--- Start of Rows ---

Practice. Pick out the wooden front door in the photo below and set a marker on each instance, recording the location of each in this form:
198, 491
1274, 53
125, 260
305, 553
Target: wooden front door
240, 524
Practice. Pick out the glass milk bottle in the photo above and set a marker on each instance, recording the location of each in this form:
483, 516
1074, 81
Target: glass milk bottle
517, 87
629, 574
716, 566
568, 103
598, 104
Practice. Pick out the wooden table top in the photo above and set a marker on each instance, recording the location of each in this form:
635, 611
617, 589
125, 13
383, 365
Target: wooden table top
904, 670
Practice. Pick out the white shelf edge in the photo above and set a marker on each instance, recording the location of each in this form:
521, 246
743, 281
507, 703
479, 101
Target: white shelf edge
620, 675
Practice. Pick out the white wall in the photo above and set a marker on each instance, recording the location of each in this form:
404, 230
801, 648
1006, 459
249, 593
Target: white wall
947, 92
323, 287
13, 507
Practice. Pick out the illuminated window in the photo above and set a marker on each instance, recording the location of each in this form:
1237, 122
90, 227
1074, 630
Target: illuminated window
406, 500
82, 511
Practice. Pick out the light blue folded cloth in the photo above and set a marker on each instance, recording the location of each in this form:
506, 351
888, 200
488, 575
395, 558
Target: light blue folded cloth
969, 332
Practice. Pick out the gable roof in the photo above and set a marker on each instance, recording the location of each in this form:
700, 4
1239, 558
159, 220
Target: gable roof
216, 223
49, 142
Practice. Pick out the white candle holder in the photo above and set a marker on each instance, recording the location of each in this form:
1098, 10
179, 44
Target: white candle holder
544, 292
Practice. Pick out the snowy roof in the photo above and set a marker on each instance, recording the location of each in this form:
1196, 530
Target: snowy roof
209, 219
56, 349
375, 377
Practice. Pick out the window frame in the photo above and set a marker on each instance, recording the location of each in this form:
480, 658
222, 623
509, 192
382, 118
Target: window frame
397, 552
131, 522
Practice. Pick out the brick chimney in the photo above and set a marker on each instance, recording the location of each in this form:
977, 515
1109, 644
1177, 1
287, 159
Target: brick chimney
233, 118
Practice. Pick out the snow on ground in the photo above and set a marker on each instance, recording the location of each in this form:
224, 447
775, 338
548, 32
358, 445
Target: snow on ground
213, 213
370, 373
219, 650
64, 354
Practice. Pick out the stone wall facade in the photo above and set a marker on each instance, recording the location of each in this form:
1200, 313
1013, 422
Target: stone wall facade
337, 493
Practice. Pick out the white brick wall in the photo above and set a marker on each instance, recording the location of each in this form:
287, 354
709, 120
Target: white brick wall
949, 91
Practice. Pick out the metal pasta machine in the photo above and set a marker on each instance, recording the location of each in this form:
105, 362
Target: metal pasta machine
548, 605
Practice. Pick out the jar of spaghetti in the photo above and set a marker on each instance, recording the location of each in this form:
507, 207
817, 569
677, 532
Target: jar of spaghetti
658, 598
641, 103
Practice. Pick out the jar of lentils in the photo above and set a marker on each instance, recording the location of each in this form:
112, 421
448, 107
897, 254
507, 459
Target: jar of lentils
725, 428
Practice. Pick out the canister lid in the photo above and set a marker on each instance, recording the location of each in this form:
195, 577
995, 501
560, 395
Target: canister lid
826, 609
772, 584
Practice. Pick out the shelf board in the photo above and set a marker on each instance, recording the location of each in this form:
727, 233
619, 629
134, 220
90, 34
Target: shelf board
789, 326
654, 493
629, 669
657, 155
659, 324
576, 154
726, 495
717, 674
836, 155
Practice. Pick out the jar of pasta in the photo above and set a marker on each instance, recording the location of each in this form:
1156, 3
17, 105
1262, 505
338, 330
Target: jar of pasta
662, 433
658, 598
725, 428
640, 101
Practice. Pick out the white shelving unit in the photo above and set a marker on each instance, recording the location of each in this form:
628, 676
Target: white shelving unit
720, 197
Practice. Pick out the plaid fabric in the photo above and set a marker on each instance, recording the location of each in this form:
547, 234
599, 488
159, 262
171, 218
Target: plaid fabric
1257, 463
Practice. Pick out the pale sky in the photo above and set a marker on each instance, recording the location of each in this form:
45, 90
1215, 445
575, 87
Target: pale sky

--- End of Rows ---

### Task description:
Without omitting anything, output the entries exactly.

### Result:
Practice. Pick out the wooden front door in the photo below and set a marker on each instance, recording the location of each in this form:
198, 491
1274, 53
125, 260
305, 553
Target: wooden front door
240, 524
Practice. Pick out the glass milk bottle in the photo above and set a marker on each instance, recording the location of each in this form:
483, 516
1074, 81
Target: glass milk bottle
517, 87
629, 574
716, 566
568, 103
598, 104
Practice. Pick out the wooden table top in the photo above and set a marker on each instance, recording the location of each in this form:
635, 611
617, 589
125, 13
383, 365
Target: wooden table top
904, 670
Practice. Pick out the white shelf edge in the photo above and set a marker on each instance, recording the location of each in this form:
521, 246
743, 281
507, 703
479, 101
Target: white shelf edge
620, 675
Practice. Pick out the white wall in the photo above and set a marker on each instance, recording the location of each in this form:
404, 230
801, 648
1006, 459
249, 593
Target: white wall
947, 92
323, 287
13, 507
Practice. Pick out the illuminated window in the photo above and set a marker on each instance, recording the location of each in this form:
1237, 122
90, 227
1074, 630
Target: illuminated window
406, 500
82, 511
Practice. Pick out the light blue folded cloth in the photo above and set a marker on each instance, recording the location of each in this form:
506, 351
888, 200
488, 575
395, 558
Target: light blue folded cloth
969, 332
Practice. Pick out the gable roof in the photo above and set a marker on each instance, recording the location of each in this form:
700, 4
1239, 558
159, 220
Target: gable roof
216, 223
49, 142
Practice. Pick out the white candle holder in the photo above and set a marker on each instance, recording the location of each in this form:
1098, 10
179, 44
Target: white candle holder
544, 292
Practice. Pick out the snowy roof in the photo above and set a marker on each instance, recording the location of each in this form:
1196, 530
Target: snowy roof
209, 219
56, 349
375, 377
Practice. Pick out the window frame in the photo above and set a marker on each instance, recording the location of each in this form:
480, 658
222, 623
509, 192
382, 118
Target: window frame
397, 552
131, 522
Practice. Pick out the brick chimney in the photo above and set a marker on each instance, recording the location of each in this form:
977, 515
1109, 644
1177, 1
287, 159
Target: brick chimney
233, 118
Practice. Pick out the snow on ground in the photo above and set a marker on each instance, recording the location of each in this form:
224, 447
775, 338
548, 32
358, 445
Target: snow on ground
213, 213
370, 373
219, 650
64, 354
Practice. Pick out the stone wall facade in the photo above and set a marker on each instance, recording the location of each in this form:
1200, 313
1013, 422
Target: stone wall facade
337, 493
Practice. Pick out the white brick wall in the photo above and set a marker on each instance, recording the location of each in this form:
287, 354
709, 120
Target: white brick wall
949, 91
Practice. Pick out the metal pasta machine in the photo above and set a marker on each instance, recording the location of each in this form:
105, 362
Target: metal pasta machine
548, 605
Practice. Pick out the jar of spaghetti in the photo above and set a marker on each instance, recording the location of each in this form:
507, 207
817, 569
677, 532
Target: jar of spaghetti
658, 598
641, 103
Practice. Pick out the jar of lentils in the photo above and set a marker on each instance, recording the location of each in this form:
112, 421
448, 107
897, 254
507, 459
Target: jar of lentils
725, 428
Practice. Pick out the canister lid in the photo above and set a marker on each instance, recording the location of each in this form:
195, 577
995, 501
560, 395
Target: canister lid
826, 609
772, 584
Practice. Pick out the shelf board in the photo above and set a marker on each instance, recording the location of each in this form:
727, 233
619, 629
134, 220
90, 34
Target: shelf board
789, 326
654, 493
629, 669
657, 155
659, 324
576, 154
726, 495
717, 674
836, 155
Practice. Pick out the jar of pasta in the photo above and set a marker on each instance, recording the location of each in this form:
1156, 3
17, 105
1262, 505
338, 330
Target: jar of pasta
662, 433
658, 598
725, 428
640, 101
Practice. Pick out the white shelving unit in the photo above and set a marker on each instance, recording the location of each in this form:
628, 676
Target: white shelving unit
720, 197
Practice. Pick out the plaid fabric in the photo above and set a marker on each instance, recording the location of each in this form:
547, 234
599, 488
159, 262
171, 218
Target: plaid fabric
1257, 463
Practice. Pick out the pale sky in the photo above and set a marker on each instance, recording the location of each in this form:
45, 90
1215, 445
575, 87
Target: pale sky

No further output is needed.